begin MATERIAL PROVIDED

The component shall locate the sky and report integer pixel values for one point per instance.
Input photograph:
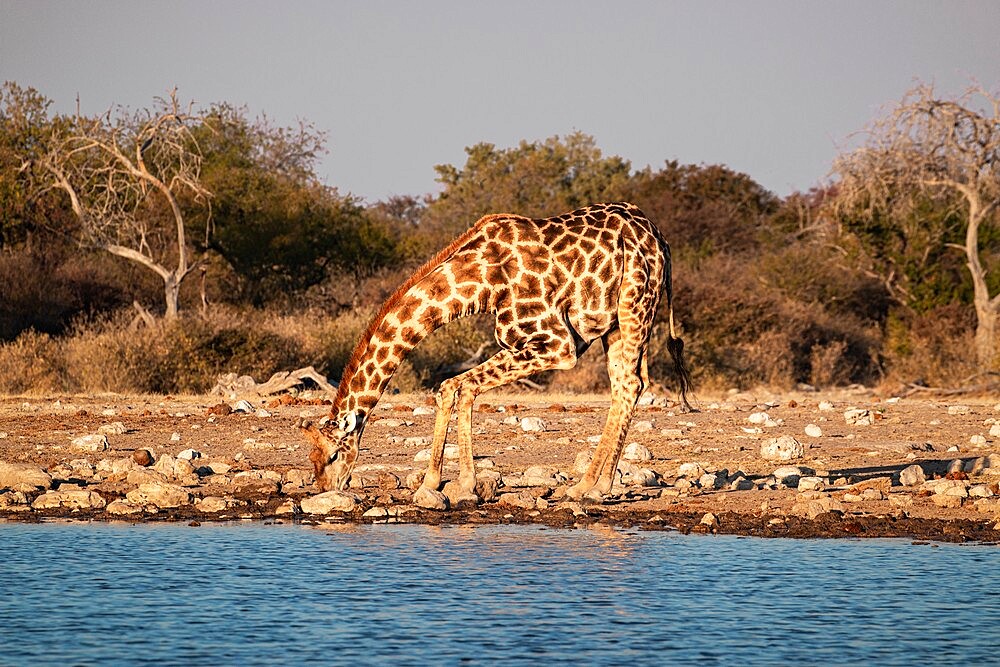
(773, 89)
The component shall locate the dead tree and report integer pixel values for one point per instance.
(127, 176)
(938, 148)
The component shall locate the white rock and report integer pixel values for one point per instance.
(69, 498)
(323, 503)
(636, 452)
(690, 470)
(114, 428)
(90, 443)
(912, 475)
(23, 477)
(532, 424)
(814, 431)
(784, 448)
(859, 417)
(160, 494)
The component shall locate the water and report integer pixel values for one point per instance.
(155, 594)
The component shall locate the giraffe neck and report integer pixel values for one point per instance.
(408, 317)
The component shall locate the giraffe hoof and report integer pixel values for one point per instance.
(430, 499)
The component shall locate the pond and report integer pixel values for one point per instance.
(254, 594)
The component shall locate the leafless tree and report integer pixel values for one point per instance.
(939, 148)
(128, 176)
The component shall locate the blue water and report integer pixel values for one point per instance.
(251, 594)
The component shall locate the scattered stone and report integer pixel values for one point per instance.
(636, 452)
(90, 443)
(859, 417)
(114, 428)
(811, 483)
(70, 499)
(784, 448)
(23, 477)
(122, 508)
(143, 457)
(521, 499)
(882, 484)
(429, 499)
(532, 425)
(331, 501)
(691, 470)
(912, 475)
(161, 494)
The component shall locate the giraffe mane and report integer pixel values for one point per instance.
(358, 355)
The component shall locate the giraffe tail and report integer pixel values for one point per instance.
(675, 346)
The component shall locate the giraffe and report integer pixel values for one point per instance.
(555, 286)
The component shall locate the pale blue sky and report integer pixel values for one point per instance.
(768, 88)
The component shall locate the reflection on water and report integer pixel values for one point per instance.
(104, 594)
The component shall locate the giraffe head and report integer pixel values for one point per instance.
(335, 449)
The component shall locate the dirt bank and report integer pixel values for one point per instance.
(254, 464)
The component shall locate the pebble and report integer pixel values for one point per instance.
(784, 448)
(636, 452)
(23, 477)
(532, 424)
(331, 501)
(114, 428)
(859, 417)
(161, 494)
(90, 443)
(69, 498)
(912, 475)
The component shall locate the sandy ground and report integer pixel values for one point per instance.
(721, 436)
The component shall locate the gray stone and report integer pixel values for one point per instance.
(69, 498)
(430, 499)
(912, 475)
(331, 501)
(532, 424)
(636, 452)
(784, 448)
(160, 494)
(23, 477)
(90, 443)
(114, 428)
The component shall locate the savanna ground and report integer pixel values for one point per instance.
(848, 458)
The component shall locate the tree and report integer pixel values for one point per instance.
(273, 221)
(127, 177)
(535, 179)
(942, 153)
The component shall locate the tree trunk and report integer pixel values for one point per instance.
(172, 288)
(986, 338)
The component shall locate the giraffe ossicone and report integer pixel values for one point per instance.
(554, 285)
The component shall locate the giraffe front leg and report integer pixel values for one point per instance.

end MATERIAL PROVIDED

**WRITTEN INSTRUCTION**
Please update all the rows above by changing "report integer pixel values" to "return whole-number pixel coordinates" and leaving everything else as it is. Omit the pictures from your answer.

**COMPLETED EXERCISE**
The component shall locate the sky and return whole-number pixel coordinates for one point per instance.
Input photograph:
(773, 89)
The component shall locate the dead tree and return whole-number pixel coordinates for one point per instance.
(127, 176)
(938, 148)
The component shall locate the white rock and return whole-number pixel coordinates for one point per instance.
(69, 498)
(323, 503)
(636, 452)
(690, 470)
(114, 428)
(90, 443)
(912, 475)
(23, 477)
(532, 424)
(814, 431)
(784, 448)
(859, 417)
(160, 494)
The component shall locate the water and return whole-number pixel coordinates for one point per instance.
(155, 594)
The component shall locate the giraffe neck and return whole-number pixel coordinates for one point per instance.
(408, 317)
The component shall locate the giraffe hoof and return whole-number pixel coordinates for one point per instance.
(430, 499)
The component shall locate the pond and return whole-number pixel coordinates for one point per instance.
(254, 594)
The component shall locate the leafless tree and return whole-number pixel coordinates for one point per instance.
(939, 148)
(128, 176)
The component shall locate the blue water and return whole-number pixel coordinates for one point per instance.
(251, 594)
The component shall locate the scattered stone and return whole-number pixel coordinates for one point per instance.
(636, 452)
(90, 443)
(859, 417)
(114, 428)
(811, 483)
(70, 499)
(784, 448)
(23, 477)
(122, 508)
(143, 457)
(521, 499)
(882, 484)
(429, 499)
(532, 425)
(331, 501)
(691, 470)
(912, 475)
(161, 494)
The component shall locate the giraffe mane and return whole-number pixel coordinates for one point per instance.
(358, 355)
The component shall locate the giraffe tail and return whole-number pixel coordinates for one point per instance.
(675, 346)
The component shall locate the giraffe and return whole-number pixel coordinates for one point per instance.
(555, 286)
The component shall locate the pale blue sky and return whole-number pixel coordinates for one point per instance.
(768, 88)
The component shall locate the reflection on water and return whole-number pixel coordinates for one point per instance.
(104, 594)
The component shall locate the giraffe head and return whole-number pixel coordinates for one point per instance.
(335, 449)
The component shall locate the dirt bank and return whole-number pixel coordinates for one point per instance.
(254, 464)
The component shall locate the pebble and return whole-number pixel coordinates for one point per instance.
(784, 448)
(636, 452)
(23, 477)
(532, 424)
(331, 501)
(114, 428)
(859, 417)
(161, 494)
(90, 443)
(69, 498)
(912, 475)
The component shall locate the sandy ground and return whole-number pixel coordinates for one point per instance.
(721, 436)
The component shall locate the gray stone and return whole-number pixel coordinates for one point per instance.
(69, 498)
(430, 499)
(912, 475)
(331, 501)
(532, 424)
(636, 452)
(784, 448)
(160, 494)
(23, 477)
(90, 443)
(114, 428)
The component shall locate the savanna ground and return whole-number pixel coordinates for one point per instance.
(848, 458)
The component shall locate the tree and return whole-number pixel coordinates for one point per instance.
(273, 221)
(127, 177)
(535, 179)
(942, 153)
The component shall locate the tree trunk and return whole-number pixel coordinates for one point per instance.
(172, 288)
(986, 338)
The component shall locate the giraffe ossicone and return whole-number pixel coordinates for one point per instance.
(554, 285)
The component shall locate the giraffe front leg and return whole-number pixel coordinates for one point per instance.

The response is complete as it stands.